Prompt A: Translate the following sentence from the excerpt on data hackathons into French: "Do not prematurely judge the data and cut it down in size."

What do I mean by being creative?

I mean that you need to look at ways of possibly combining multiple fields to create essentially something new out of the data. You need to look at how the fields of data are related and unrelated, and decide which fields make sense to look at separately versus collectively.

There is sometimes a tendency to be in a panic at the start of the data hackathon and just jump immediately into wanting to do something with the data so that you and your team can “get underway” – but in the end you’ll likely not be much of a winner if you have just crunched the data in the same way that the other teams are doing so.

It is worthwhile at the start to brainstorm and try to find an angle that nobody else might be thinking of.

Another perspective is to consider going beyond the data provided and combining the data with some other third-party data. For example, maybe using a free data set from the federal government about demographics and combining it with the provided data about mobile device usage. This is a creative approach that few other participants would think of, and it is one that you can usually prepare for in-advance by doing your homework before the event and getting those other data sources ready for use.

Some data hackathons might not allow you to use third-party data or insist that you prove that the data was openly available and not proprietary, so make sure to read the rules carefully of the data hackathon.
2. Don’t become overly enamored by the tool

Often, a data hackathon attracts techies and tools nerds, and so they are very tool oriented. As a result, they end-up at the end showing let’s saying tons of intricate curves and pie charts, but it is just showcasing the tools being used, and does not showcase insights about the data.

The tools in a data hackathon are normally second fiddle to the insights – when I say this, I am not saying that the tools are not crucial, since they are, as they will be what helps you to find the insights, but it is in-the-end what the data has that is most important, and the tool is secondary though vital to probing the data.
3. Use as much of the data as you can

Sometimes the amount of data is huge, occupying hundreds of gigabytes or maybe even dozens of terabytes. This requires using Big Data mindsets and capabilities to analyze.

Some teams will parcel out a smaller chunk of the data, which, though yes if you find good insights is handy, but at the same time if you don’t exploit the whole data set then you might be missing out on other very important and interesting insights.

Do not prematurely judge the data and cut it down in size.
4. Have your insights well pronounced and ready to present

Some of the techies that participate in a data hackathon might be really good at heads-down stuff, but they lack an ability to ultimately state what they found and present it so that the judges and the audience know what they actually accomplished.

This is unfortunate because sometimes a team has actually discovered a tremendous eureka in the data, and yet when at the end they make a presentation it is so muddled and poorly presented that nobody has any clue about what the team found.

It’s a darn shame when a team has discovered some gold nuggets but cannot get the credit because they are unable to convey what they found.

Often, teams will make sure to include someone on the team that can actually articulate the findings and that has the ability to speak in front of a crowd and give a presentation.

(Records of labeled points)

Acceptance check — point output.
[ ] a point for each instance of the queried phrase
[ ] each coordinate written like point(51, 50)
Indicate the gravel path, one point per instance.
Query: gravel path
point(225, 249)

Prompt B: Rewrite the listing of labeled points in full, substituting "dirt road" for "gravel path" wherever it occurs and leaving everything else unchanged.

Full output A: Ne jugez pas les données prématurément et n'en réduisez pas la taille.

Full output B:
Acceptance check — point output.
[ ] a point for each instance of the queried phrase
[ ] each coordinate written like point(51, 50)
Indicate the dirt road, one point per instance.
Query: dirt road
point(225, 249)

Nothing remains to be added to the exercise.